## begin QUOTED TEXT

For further archaic forms, and information on the evolution of the personal pronouns of English, see Old English pronouns.

==Generic you==

The pronoun you (and its other forms) can be used as a generic or indefinite pronoun, referring to a person in general. A more formal equivalent is the indefinite pronoun one (reflexive oneself, possessive one's). For example, you should keep your secrets to yourself may be used in place of the more formal one should keep one's secrets to oneself.

==Gender==

=== Use of he, she and it ===

The feminine pronouns she, her, and hers are used to refer to female persons. The masculine pronouns, he, him, and his are used to refer to male persons. It and its are normally used to refer to an inanimate object or abstract concept; however, babies and young children may sometimes be referred to as it (e.g. a child needs its mother). Outside of these very limited contexts, use of it as a pronoun for people is generally avoided, due to the feeling that it is dehumanizing.

Traditionally, in English, if the gender of a person was not known or ambiguous, then the masculine pronouns were often used by default (e.g. a good student always does his homework). Increasingly, though, singular they is used in such cases (see below).

## end QUOTED TEXT
## begin DATASET EXCERPT

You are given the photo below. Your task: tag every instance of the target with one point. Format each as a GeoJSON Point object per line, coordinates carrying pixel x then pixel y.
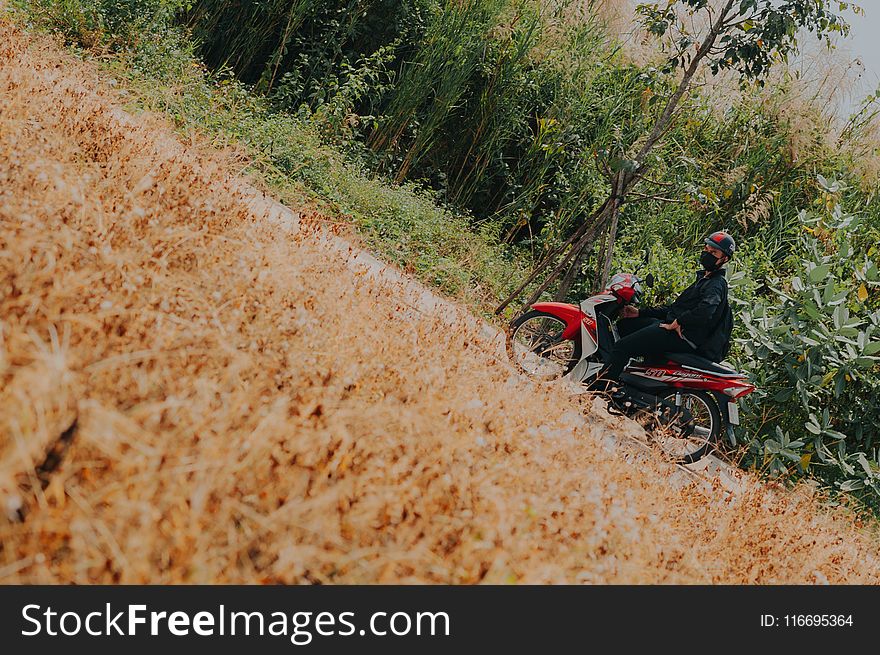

## end DATASET EXCERPT

__WHAT THIS EXERCISE ASKS__:
1. In the passage on English pronouns, copy the part starting with "For further archaic" and going on through "secrets to oneself.", changing "formal" to "polite".
2. Answer these questions from the passage on English pronouns:
(a) What indefinite pronoun is a more formal equivalent of generic you?
(b) Which feminine pronouns are used to refer to female persons?
(c) What is increasingly used when a person's gender is not known or ambiguous?

__ANSWERS PROVIDED__:
1.
For further archaic forms, and information on the evolution of the personal pronouns of English, see Old English pronouns.

==Generic you==

The pronoun you (and its other forms) can be used as a generic or indefinite pronoun, referring to a person in general. A more polite equivalent is the indefinite pronoun one (reflexive oneself, possessive one's). For example, you should keep your secrets to yourself may be used in place of the more polite one should keep one's secrets to oneself.

2.
(a) One (reflexive oneself, possessive one's).
(b) She, her, and hers.
(c) Singular they.